[Entries from a dataset]
○ ○ ○ ○ ○ ○ ○
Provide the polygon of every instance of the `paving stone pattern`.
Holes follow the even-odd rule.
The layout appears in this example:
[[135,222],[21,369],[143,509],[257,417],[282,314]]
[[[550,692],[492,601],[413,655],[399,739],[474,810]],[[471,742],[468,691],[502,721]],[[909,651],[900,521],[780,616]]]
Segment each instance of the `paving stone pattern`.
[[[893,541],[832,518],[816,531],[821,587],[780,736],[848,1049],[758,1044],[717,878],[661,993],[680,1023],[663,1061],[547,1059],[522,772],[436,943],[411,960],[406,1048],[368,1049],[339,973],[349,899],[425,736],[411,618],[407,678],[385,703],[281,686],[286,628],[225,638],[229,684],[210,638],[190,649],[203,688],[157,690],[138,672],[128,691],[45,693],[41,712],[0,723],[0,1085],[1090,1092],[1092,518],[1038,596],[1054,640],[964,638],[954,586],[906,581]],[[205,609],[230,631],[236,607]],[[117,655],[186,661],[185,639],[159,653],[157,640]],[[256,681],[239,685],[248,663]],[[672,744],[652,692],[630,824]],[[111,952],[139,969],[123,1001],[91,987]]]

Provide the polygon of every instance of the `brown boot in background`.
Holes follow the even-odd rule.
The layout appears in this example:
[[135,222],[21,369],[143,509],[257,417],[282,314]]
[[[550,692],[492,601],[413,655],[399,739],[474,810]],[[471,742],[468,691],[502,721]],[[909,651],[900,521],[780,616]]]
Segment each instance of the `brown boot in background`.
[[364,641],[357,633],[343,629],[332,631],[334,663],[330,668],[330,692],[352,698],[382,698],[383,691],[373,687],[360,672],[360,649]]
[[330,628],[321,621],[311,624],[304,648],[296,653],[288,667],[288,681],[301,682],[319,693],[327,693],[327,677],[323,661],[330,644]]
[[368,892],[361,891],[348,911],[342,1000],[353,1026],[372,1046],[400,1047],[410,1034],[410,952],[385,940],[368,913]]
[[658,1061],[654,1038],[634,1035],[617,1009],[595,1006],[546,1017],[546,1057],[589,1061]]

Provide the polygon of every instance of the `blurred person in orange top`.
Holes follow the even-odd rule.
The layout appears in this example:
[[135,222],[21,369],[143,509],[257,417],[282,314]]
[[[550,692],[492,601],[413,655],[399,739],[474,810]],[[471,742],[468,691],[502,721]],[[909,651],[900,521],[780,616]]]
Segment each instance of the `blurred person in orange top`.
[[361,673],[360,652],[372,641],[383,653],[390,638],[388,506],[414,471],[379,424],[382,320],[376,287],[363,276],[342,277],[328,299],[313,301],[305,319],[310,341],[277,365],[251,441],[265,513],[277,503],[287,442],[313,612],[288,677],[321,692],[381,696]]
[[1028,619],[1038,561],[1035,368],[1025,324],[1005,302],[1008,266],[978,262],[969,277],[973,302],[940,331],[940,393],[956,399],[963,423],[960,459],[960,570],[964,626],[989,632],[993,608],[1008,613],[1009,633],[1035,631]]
○ ○ ○ ○ ○ ○ ○
> Brief: Take the lines above and print them exactly.

> Task output:
Provide the polygon of every instance of the `paving stone pattern`.
Holes follow the even-odd rule.
The layout appears in this example:
[[135,222],[21,369],[143,509],[257,417],[282,314]]
[[[550,692],[492,601],[413,655],[399,739],[474,810]],[[471,742],[468,691],[502,721]],[[909,651],[900,521],[780,616]]]
Segment each instance of the `paving stone pattern`.
[[[893,541],[832,518],[816,531],[821,587],[780,736],[848,1049],[758,1044],[717,878],[661,993],[680,1023],[663,1061],[547,1059],[522,772],[436,943],[411,960],[406,1048],[368,1049],[339,973],[349,899],[425,736],[411,618],[407,678],[385,703],[281,686],[286,628],[225,638],[229,684],[210,638],[190,649],[203,688],[157,690],[138,672],[128,691],[45,693],[41,712],[0,723],[0,1085],[1090,1092],[1092,518],[1038,596],[1054,640],[964,638],[954,586],[906,581]],[[205,609],[230,631],[236,607]],[[117,655],[186,661],[185,639],[159,653],[157,640]],[[256,681],[239,685],[248,663]],[[672,744],[652,692],[630,824]],[[111,952],[139,969],[123,1001],[91,987]]]

Provide the polygon of every instance of the `brown boot in background`.
Holes follow the even-odd rule.
The layout appears in this example:
[[135,222],[21,369],[143,509],[257,417],[282,314]]
[[[550,692],[492,601],[413,655],[399,739],[474,810]],[[471,742],[468,691],[502,721]],[[909,651],[900,521],[780,616]]]
Segment each instance of the `brown boot in background`.
[[364,641],[357,633],[343,629],[332,631],[334,663],[330,668],[330,692],[352,698],[382,698],[383,691],[373,687],[360,672],[360,649]]
[[330,628],[321,621],[311,624],[304,648],[296,653],[288,667],[288,681],[301,682],[319,693],[327,693],[327,677],[323,661],[330,644]]
[[368,892],[361,891],[348,911],[342,1000],[353,1026],[372,1046],[400,1047],[410,1034],[410,952],[385,940],[368,913]]
[[658,1061],[654,1038],[634,1035],[617,1009],[595,1006],[546,1017],[546,1057],[589,1061]]

Provide the polygon of every instance of the `blurred person in orange top`.
Holes follow the even-odd rule.
The layout appears in this example:
[[135,222],[21,369],[143,509],[257,417],[282,314]]
[[[550,692],[492,601],[413,655],[399,739],[474,810]],[[471,742],[468,691],[502,721]],[[909,651],[900,521],[780,616]]]
Segment each instance of the `blurred person in orange top`.
[[361,673],[360,652],[372,641],[383,653],[390,638],[388,506],[414,471],[379,424],[382,320],[376,287],[363,276],[342,277],[328,299],[313,301],[305,319],[310,341],[277,365],[251,441],[265,513],[277,503],[287,442],[313,612],[288,677],[321,692],[381,696]]
[[1028,619],[1038,561],[1035,368],[1025,324],[1005,302],[1008,266],[978,262],[969,277],[973,302],[940,331],[940,393],[956,399],[963,423],[960,459],[960,570],[964,626],[989,632],[993,608],[1008,613],[1009,633],[1035,631]]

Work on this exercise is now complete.